### INPUT ROWS

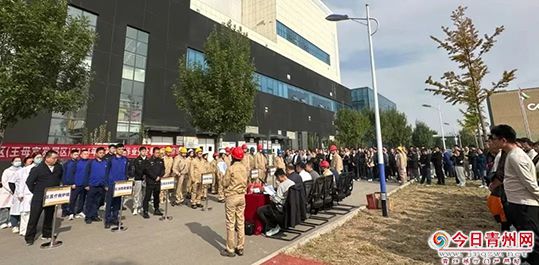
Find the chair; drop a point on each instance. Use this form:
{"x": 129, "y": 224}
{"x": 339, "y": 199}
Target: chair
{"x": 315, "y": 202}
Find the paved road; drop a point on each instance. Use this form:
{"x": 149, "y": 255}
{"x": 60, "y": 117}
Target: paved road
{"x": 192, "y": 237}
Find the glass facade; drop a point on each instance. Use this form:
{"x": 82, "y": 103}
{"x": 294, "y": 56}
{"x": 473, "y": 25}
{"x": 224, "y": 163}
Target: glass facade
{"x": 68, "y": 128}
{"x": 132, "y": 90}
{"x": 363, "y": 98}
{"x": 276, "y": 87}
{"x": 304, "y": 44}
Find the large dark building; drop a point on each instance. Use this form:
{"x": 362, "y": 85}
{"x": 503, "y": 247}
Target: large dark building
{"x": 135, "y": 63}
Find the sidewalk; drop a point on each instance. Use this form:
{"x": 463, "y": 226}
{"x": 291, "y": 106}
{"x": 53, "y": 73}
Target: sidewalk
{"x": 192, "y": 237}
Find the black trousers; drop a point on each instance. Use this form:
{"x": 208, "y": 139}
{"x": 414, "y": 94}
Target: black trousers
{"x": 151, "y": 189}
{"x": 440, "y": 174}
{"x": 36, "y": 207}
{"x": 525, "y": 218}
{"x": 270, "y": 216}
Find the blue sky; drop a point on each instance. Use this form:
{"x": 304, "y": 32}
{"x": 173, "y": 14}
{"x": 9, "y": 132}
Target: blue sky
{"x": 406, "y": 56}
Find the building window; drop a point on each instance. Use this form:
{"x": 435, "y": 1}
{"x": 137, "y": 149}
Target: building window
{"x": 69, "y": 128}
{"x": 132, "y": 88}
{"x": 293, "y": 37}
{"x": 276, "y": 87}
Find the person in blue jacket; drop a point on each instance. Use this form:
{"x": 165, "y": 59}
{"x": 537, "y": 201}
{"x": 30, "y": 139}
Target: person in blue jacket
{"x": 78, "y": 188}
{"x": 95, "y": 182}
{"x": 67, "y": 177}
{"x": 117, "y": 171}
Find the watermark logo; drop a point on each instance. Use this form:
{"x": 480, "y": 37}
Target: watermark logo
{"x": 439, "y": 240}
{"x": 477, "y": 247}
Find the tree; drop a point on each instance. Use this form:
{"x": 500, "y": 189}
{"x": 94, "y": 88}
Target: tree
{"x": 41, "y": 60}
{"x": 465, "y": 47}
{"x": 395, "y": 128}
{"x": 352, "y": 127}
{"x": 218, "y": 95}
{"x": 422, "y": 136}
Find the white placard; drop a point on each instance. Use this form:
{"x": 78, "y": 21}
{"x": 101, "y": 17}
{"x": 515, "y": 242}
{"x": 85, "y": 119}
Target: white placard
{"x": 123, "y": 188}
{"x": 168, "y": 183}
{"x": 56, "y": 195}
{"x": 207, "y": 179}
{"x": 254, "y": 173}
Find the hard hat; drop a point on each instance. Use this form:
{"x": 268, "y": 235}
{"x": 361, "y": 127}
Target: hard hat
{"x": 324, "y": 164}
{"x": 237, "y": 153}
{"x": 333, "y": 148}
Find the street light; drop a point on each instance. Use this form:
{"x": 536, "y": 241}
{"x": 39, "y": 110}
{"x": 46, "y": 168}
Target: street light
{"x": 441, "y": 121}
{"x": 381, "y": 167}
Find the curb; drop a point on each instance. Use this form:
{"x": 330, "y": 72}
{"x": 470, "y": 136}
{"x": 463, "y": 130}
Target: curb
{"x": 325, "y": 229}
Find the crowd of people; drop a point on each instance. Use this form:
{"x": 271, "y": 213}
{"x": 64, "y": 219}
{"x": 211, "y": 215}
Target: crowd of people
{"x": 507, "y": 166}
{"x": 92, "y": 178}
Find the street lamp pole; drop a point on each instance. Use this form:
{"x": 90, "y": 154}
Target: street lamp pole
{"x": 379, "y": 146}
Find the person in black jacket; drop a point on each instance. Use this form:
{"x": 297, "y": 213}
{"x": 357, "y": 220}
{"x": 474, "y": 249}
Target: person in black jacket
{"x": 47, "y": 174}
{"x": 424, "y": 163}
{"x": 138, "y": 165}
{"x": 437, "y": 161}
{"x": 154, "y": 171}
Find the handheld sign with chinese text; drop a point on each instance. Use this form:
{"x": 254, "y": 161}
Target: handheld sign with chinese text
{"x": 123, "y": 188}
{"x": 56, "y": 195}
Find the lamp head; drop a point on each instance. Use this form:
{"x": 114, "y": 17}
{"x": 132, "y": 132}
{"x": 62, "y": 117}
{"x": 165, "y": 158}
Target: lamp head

######

# [TASK BRIEF]
Reproduce the data verbatim, beginning at the line that contains "Find the crowd" and continuing through the final line of the data.

# [ANSWER BELOW]
Find the crowd of people; drop a point on each instance. Use this form:
{"x": 271, "y": 213}
{"x": 64, "y": 219}
{"x": 211, "y": 215}
Target: crowd of people
{"x": 507, "y": 166}
{"x": 92, "y": 178}
Find the street lamp pole; drop a point on each instance. Use this form:
{"x": 90, "y": 154}
Target: street lamp pole
{"x": 379, "y": 146}
Find the person in black jacket; drop a point on each instance. Use this form:
{"x": 297, "y": 213}
{"x": 357, "y": 220}
{"x": 474, "y": 249}
Target: person in black jacket
{"x": 47, "y": 174}
{"x": 424, "y": 163}
{"x": 138, "y": 165}
{"x": 437, "y": 161}
{"x": 154, "y": 171}
Find the handheld sign with chinese text; drop a point on each instance. Use this form:
{"x": 254, "y": 161}
Target: handheld sign with chinese text
{"x": 123, "y": 188}
{"x": 56, "y": 195}
Find the lamp head; drop a point on each instance. Use this form:
{"x": 114, "y": 17}
{"x": 132, "y": 132}
{"x": 62, "y": 117}
{"x": 165, "y": 158}
Target: lamp head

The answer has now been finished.